_What is required_: Print every record word for word.

================

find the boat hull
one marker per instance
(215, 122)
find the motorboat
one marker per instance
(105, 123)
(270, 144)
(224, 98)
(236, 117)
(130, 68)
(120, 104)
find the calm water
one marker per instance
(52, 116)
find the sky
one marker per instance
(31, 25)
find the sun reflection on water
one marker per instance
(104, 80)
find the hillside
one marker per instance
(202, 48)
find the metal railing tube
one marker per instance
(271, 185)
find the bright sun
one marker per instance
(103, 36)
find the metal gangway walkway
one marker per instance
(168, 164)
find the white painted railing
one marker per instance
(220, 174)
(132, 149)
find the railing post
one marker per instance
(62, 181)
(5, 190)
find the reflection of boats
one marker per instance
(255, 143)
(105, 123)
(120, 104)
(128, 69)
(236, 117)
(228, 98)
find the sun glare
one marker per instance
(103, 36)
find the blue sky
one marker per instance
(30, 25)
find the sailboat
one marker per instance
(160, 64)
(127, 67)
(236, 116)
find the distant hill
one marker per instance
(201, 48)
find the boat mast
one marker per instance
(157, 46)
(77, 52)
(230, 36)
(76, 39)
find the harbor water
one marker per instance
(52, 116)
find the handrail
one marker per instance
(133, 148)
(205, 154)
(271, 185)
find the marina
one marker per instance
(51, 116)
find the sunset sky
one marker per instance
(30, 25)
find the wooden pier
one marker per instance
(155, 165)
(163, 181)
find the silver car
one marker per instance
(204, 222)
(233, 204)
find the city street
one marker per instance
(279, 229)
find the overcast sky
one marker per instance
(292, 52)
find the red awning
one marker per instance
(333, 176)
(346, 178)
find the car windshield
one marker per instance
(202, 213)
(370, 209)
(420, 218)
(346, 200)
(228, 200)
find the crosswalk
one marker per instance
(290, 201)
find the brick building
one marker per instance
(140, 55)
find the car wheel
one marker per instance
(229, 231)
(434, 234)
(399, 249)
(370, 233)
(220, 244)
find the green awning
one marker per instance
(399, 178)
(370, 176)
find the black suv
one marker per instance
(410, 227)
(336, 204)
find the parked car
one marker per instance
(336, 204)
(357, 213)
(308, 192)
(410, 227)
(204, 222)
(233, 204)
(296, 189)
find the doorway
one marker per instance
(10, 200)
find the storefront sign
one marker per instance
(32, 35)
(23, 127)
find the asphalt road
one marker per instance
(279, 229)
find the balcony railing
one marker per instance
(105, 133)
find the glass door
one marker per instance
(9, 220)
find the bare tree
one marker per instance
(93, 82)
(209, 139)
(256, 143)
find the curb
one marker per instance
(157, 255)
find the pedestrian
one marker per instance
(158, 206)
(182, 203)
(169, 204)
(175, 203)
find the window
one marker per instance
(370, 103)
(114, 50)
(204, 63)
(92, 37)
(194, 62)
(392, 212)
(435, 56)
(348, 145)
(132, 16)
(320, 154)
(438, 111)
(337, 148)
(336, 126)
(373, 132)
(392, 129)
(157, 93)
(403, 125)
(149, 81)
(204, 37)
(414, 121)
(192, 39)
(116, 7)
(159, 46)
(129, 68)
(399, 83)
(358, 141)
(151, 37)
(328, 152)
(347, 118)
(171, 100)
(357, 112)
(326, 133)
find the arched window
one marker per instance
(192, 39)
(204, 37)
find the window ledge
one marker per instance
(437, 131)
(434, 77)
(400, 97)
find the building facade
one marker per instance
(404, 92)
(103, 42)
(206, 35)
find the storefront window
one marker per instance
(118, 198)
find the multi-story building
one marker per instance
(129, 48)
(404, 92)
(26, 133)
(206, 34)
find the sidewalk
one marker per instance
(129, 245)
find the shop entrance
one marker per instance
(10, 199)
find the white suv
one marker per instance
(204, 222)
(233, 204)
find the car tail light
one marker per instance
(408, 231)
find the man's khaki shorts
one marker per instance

================

_Solution for this task_:
find the boat hull
one marker per instance
(215, 122)
find the motorboat
one marker per instance
(105, 123)
(270, 144)
(224, 98)
(236, 117)
(130, 68)
(120, 104)
find the calm water
one marker per instance
(52, 116)
find the sky
one marker per instance
(31, 25)
find the sun reflection on water
one marker per instance
(104, 80)
find the hillside
one marker per instance
(202, 48)
find the metal railing tube
one marker per instance
(271, 185)
find the bright sun
one marker per instance
(103, 36)
find the metal gangway walkway
one marker per instance
(168, 164)
find the white painted railing
one marker per instance
(220, 174)
(132, 149)
find the railing post
one marker per instance
(62, 181)
(5, 190)
find the reflection of boats
one marker per instance
(255, 143)
(105, 123)
(120, 104)
(128, 69)
(236, 117)
(228, 98)
find the sun glare
one marker per instance
(103, 36)
find the blue sky
one marker per instance
(30, 25)
find the sailboat
one marker per instance
(160, 64)
(127, 67)
(236, 116)
find the distant hill
one marker per instance
(201, 48)
find the boat mast
one marker per instance
(157, 46)
(77, 52)
(230, 36)
(76, 39)
find the harbor water
one marker per instance
(52, 116)
find the handrail
one marker per instance
(133, 148)
(205, 154)
(271, 185)
find the marina
one marker per instance
(51, 116)
find the sunset sky
one marker per instance
(30, 25)
find the wooden pier
one marker per instance
(155, 165)
(163, 181)
find the silver car
one marker per instance
(204, 222)
(233, 204)
find the city street
one marker per instance
(279, 229)
find the overcast sky
one marker per instance
(292, 52)
find the red awning
one marker per instance
(333, 176)
(346, 178)
find the car windshield
one marker per instance
(202, 213)
(370, 209)
(420, 218)
(346, 200)
(228, 200)
find the crosswalk
one marker per instance
(290, 201)
find the brick building
one marker per instance
(140, 55)
find the car wheel
one marker per instance
(229, 231)
(434, 234)
(399, 249)
(370, 233)
(220, 244)
find the green awning
one marker per instance
(399, 178)
(370, 176)
find the black suv
one marker per instance
(410, 227)
(336, 204)
find the parked car
one marker per instance
(336, 204)
(357, 213)
(308, 192)
(410, 227)
(204, 222)
(233, 204)
(296, 189)
find the doorway
one marker per instance
(10, 200)
find the storefront sign
one marker per instance
(32, 35)
(23, 127)
find the asphalt road
one marker per instance
(279, 229)
find the balcony railing
one marker per instance
(105, 133)
find the glass door
one marker per instance
(9, 220)
find the bare tree
one marker per instance
(93, 82)
(209, 139)
(256, 143)
find the curb
one marker per instance
(157, 255)
find the pedestrian
one marker per instance
(158, 206)
(182, 203)
(169, 204)
(175, 203)
find the window
one marker per instance
(370, 103)
(114, 50)
(204, 63)
(92, 37)
(194, 62)
(392, 212)
(435, 56)
(348, 145)
(132, 16)
(320, 154)
(438, 111)
(337, 148)
(336, 126)
(373, 132)
(392, 129)
(157, 93)
(403, 125)
(149, 81)
(204, 37)
(414, 121)
(192, 39)
(116, 7)
(159, 46)
(129, 68)
(399, 83)
(358, 141)
(151, 37)
(328, 152)
(347, 118)
(171, 100)
(357, 112)
(326, 133)
find the arched window
one marker per instance
(192, 39)
(204, 37)
find the window ledge
one marker per instance
(437, 131)
(434, 77)
(400, 97)
find the building facade
one marker per instance
(404, 92)
(103, 42)
(206, 35)
find the storefront window
one marker per instance
(118, 198)
find the multi-story building
one marker per instance
(129, 48)
(404, 92)
(26, 133)
(206, 34)
find the sidewalk
one marker per instance
(129, 245)
find the shop entrance
one marker per instance
(10, 199)
find the white suv
one marker per instance
(204, 222)
(233, 204)
find the car tail light
one marker per instance
(408, 231)
find the man's khaki shorts
one marker per instance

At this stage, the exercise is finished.